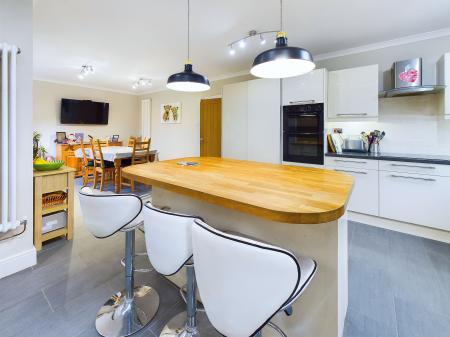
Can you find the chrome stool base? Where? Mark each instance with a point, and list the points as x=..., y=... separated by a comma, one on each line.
x=177, y=327
x=121, y=316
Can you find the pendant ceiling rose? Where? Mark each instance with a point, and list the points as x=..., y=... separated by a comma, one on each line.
x=282, y=61
x=188, y=80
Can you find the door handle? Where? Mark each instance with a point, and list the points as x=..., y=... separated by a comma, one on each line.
x=413, y=178
x=350, y=171
x=414, y=166
x=350, y=161
x=361, y=114
x=310, y=101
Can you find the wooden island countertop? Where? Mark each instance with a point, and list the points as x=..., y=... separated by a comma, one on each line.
x=282, y=193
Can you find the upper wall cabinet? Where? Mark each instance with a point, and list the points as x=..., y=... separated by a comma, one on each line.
x=353, y=93
x=443, y=78
x=305, y=88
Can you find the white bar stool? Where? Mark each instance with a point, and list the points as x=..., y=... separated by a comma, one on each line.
x=131, y=309
x=169, y=248
x=243, y=283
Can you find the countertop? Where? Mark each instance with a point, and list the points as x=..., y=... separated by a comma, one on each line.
x=413, y=158
x=290, y=194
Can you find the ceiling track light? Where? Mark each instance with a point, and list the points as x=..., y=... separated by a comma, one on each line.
x=188, y=80
x=282, y=61
x=142, y=83
x=86, y=70
x=242, y=42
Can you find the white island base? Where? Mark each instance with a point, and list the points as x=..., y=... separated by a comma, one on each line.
x=321, y=310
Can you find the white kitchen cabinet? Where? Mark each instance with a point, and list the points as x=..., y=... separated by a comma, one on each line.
x=353, y=93
x=263, y=137
x=364, y=197
x=251, y=120
x=306, y=88
x=415, y=198
x=443, y=78
x=234, y=120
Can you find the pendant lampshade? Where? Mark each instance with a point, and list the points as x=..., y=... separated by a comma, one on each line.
x=188, y=80
x=282, y=61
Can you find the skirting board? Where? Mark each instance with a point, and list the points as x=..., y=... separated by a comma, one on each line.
x=403, y=227
x=18, y=262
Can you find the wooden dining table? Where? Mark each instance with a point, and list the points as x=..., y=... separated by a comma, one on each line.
x=115, y=154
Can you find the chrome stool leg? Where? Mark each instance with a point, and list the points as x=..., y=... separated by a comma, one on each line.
x=131, y=309
x=192, y=322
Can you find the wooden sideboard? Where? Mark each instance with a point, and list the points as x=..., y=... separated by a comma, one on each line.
x=45, y=182
x=66, y=152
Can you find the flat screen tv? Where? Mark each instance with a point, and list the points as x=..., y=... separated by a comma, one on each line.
x=75, y=111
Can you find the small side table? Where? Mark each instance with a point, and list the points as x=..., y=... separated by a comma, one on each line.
x=47, y=182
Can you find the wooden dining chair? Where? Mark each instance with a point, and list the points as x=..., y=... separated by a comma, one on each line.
x=131, y=141
x=102, y=168
x=87, y=166
x=140, y=155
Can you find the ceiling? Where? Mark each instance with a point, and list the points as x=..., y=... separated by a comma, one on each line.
x=125, y=40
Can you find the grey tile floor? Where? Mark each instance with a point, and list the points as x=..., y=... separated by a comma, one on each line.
x=399, y=286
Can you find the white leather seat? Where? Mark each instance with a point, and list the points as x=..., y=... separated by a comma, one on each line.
x=107, y=213
x=243, y=283
x=129, y=310
x=168, y=237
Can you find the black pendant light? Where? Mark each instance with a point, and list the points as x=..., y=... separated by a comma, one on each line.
x=188, y=80
x=282, y=61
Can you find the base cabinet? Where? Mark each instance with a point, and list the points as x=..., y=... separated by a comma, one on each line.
x=415, y=198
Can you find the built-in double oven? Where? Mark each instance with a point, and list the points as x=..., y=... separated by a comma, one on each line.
x=303, y=133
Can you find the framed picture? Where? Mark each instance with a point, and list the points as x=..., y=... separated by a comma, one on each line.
x=79, y=137
x=61, y=137
x=171, y=113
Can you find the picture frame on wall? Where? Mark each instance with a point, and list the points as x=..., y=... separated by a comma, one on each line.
x=171, y=113
x=61, y=137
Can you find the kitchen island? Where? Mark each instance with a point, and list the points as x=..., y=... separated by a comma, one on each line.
x=297, y=208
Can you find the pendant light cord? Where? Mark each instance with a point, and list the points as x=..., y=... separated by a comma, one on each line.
x=189, y=52
x=281, y=15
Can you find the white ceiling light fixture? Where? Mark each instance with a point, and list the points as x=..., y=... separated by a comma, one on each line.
x=242, y=42
x=86, y=70
x=188, y=80
x=282, y=61
x=142, y=83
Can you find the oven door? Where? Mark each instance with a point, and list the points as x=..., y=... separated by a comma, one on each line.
x=303, y=148
x=303, y=118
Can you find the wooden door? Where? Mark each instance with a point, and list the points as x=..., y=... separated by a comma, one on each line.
x=210, y=127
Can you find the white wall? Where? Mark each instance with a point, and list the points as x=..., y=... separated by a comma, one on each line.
x=412, y=124
x=181, y=140
x=16, y=20
x=124, y=112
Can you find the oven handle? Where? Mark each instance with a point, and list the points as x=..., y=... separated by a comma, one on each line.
x=311, y=101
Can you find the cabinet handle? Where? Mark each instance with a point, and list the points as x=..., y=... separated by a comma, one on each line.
x=350, y=171
x=311, y=101
x=415, y=166
x=361, y=114
x=351, y=161
x=413, y=178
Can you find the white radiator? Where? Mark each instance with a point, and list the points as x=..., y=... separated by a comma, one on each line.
x=8, y=138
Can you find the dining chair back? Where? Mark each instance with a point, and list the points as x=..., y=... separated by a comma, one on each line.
x=101, y=167
x=87, y=166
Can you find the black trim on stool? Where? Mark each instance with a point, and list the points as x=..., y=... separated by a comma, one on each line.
x=292, y=256
x=113, y=195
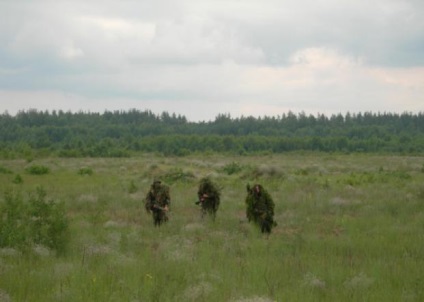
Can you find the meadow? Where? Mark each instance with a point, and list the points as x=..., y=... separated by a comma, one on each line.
x=350, y=228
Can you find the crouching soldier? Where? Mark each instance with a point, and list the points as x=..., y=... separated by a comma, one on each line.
x=209, y=197
x=260, y=208
x=157, y=202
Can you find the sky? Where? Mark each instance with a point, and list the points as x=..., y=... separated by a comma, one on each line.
x=201, y=58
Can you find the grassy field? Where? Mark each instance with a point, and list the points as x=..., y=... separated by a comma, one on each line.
x=350, y=228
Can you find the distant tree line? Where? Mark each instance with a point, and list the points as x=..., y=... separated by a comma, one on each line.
x=122, y=133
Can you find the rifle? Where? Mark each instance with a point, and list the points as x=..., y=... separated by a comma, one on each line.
x=155, y=206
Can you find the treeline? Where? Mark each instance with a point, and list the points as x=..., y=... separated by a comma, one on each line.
x=122, y=133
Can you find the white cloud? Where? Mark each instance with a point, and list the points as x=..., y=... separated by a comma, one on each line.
x=201, y=58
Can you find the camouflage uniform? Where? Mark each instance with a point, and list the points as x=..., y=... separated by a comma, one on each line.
x=260, y=208
x=209, y=197
x=158, y=201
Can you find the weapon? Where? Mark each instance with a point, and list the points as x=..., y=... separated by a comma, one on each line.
x=155, y=206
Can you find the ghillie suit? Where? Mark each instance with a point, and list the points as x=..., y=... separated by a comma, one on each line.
x=209, y=195
x=157, y=202
x=260, y=208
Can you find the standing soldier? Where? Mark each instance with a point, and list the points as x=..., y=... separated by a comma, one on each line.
x=260, y=208
x=158, y=201
x=209, y=197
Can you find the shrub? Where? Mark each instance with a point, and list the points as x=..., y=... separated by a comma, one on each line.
x=132, y=188
x=85, y=171
x=232, y=168
x=37, y=170
x=178, y=175
x=18, y=179
x=5, y=170
x=36, y=221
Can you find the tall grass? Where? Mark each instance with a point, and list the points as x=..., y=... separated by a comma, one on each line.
x=349, y=229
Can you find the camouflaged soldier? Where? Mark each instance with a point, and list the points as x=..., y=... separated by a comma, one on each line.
x=158, y=201
x=260, y=208
x=209, y=197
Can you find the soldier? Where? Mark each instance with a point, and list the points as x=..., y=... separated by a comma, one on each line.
x=158, y=201
x=209, y=197
x=260, y=208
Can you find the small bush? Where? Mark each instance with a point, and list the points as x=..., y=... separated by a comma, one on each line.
x=85, y=171
x=132, y=188
x=36, y=221
x=18, y=179
x=5, y=170
x=37, y=170
x=232, y=168
x=177, y=175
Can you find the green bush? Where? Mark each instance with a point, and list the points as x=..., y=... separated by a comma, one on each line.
x=232, y=168
x=5, y=170
x=35, y=221
x=18, y=179
x=37, y=170
x=85, y=171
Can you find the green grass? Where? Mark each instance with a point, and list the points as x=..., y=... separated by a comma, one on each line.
x=350, y=228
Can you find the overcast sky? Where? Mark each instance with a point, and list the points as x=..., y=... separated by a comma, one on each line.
x=202, y=58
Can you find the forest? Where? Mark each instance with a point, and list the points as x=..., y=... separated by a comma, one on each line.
x=32, y=133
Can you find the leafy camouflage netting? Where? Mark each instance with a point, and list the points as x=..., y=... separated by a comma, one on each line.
x=157, y=202
x=209, y=195
x=260, y=208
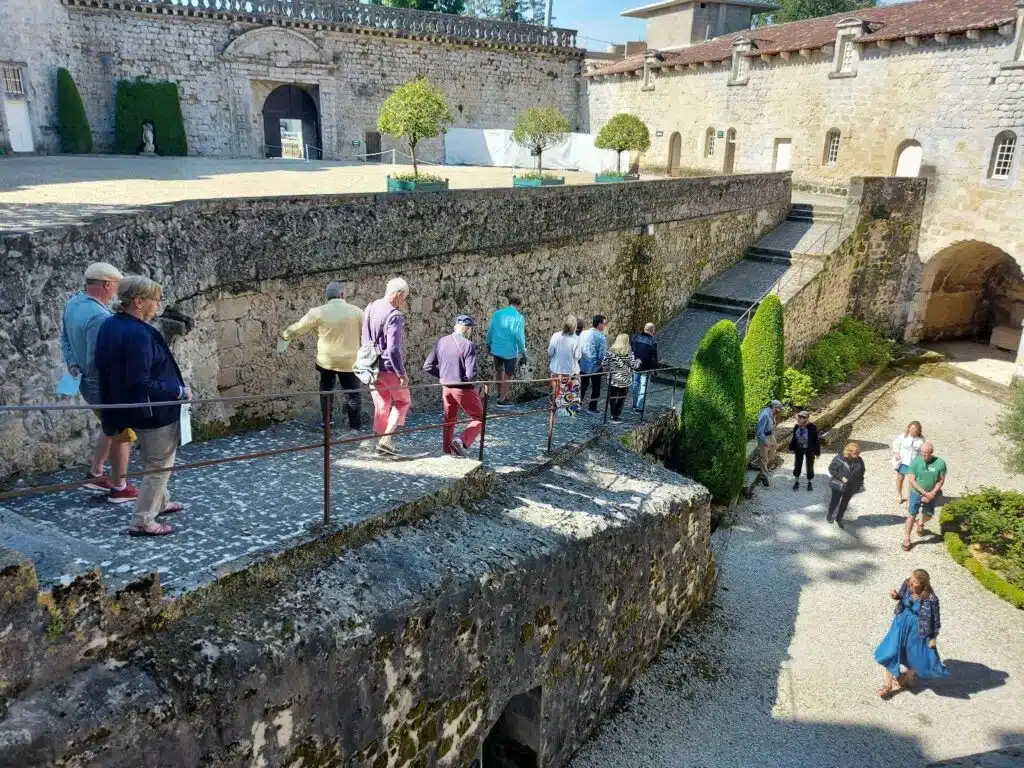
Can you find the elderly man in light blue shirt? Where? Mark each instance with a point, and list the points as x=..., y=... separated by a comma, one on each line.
x=595, y=346
x=83, y=315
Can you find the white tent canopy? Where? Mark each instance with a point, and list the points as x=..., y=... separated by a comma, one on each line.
x=496, y=147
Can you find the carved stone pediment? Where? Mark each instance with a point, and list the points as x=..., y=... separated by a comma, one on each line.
x=272, y=46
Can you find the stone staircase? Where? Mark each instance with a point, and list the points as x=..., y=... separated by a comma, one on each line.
x=788, y=256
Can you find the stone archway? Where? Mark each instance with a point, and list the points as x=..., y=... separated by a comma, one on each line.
x=291, y=124
x=967, y=291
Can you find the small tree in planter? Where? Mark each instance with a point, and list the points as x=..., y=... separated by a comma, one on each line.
x=416, y=111
x=624, y=133
x=540, y=128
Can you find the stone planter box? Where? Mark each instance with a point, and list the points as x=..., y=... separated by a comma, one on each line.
x=394, y=184
x=601, y=178
x=520, y=181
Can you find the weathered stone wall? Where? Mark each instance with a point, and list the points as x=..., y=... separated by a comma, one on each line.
x=403, y=651
x=871, y=274
x=226, y=69
x=953, y=99
x=243, y=269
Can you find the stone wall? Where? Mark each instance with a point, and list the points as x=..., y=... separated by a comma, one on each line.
x=225, y=69
x=870, y=275
x=401, y=652
x=240, y=270
x=961, y=98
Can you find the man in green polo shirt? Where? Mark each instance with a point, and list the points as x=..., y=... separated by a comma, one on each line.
x=927, y=475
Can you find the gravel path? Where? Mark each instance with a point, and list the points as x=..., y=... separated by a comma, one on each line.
x=780, y=673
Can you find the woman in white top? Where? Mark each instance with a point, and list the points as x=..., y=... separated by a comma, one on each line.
x=905, y=449
x=564, y=351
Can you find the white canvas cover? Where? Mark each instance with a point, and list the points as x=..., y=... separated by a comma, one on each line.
x=494, y=146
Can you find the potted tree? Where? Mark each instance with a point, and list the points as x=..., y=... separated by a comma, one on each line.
x=622, y=133
x=540, y=128
x=416, y=111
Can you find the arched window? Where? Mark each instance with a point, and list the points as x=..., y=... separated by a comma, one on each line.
x=832, y=147
x=1003, y=155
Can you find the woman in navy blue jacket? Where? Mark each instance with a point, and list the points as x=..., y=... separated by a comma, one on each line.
x=136, y=366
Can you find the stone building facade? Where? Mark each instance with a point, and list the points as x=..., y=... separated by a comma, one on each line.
x=227, y=60
x=933, y=89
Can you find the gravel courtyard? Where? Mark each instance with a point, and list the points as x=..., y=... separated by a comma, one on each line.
x=781, y=673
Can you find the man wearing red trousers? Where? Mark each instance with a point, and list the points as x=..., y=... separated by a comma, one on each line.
x=454, y=361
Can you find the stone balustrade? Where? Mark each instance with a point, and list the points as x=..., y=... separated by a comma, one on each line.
x=342, y=12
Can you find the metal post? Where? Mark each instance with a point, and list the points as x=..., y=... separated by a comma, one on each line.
x=551, y=420
x=328, y=412
x=483, y=426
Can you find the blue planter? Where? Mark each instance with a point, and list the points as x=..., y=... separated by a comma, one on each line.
x=394, y=184
x=520, y=181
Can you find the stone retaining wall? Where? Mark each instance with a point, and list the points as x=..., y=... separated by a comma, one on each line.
x=239, y=270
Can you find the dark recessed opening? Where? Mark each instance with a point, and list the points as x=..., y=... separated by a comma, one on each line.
x=514, y=741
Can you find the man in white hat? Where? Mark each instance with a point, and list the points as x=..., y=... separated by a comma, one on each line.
x=83, y=315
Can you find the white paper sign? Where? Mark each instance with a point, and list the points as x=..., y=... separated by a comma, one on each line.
x=185, y=424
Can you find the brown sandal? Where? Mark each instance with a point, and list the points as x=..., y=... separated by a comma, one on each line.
x=158, y=528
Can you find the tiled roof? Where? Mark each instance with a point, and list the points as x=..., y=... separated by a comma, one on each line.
x=885, y=23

▬▬▬▬▬▬▬▬▬▬

Please format the material above as a JSON list of strings, with one string per line, starting at the line containing "Can you find the blue" and running through the end of the material. Leave out any blank lines.

[
  "Can you find the blue planter? Where? Mark each instance with a point, and list the points as x=..., y=... separated by a comma, one on each line.",
  "x=394, y=184",
  "x=520, y=181",
  "Can you find the stone retaining wall? Where? Mark each instance with a point, and list the points as x=..., y=... separated by a comma, one on each line.",
  "x=239, y=270",
  "Can you find the dark recessed opening? Where? Mark each instance with a point, and list the points as x=..., y=... separated by a comma, one on each line.",
  "x=514, y=741",
  "Can you find the man in white hat? Where? Mark each instance with a point, and list the points as x=..., y=... separated by a comma, one on each line.",
  "x=83, y=315",
  "Can you find the white paper sign? Where? Mark each instance with a point, and list the points as x=..., y=... separated by a comma, one on each line.",
  "x=185, y=424",
  "Can you find the brown sandal? Where? Mark each instance with a point, and list the points as x=..., y=... separated by a comma, one on each line.",
  "x=158, y=528",
  "Can you find the tiled roof? Where? Mark each instance with a point, and list the points as x=..., y=... separated by a comma, one on each line.",
  "x=885, y=23"
]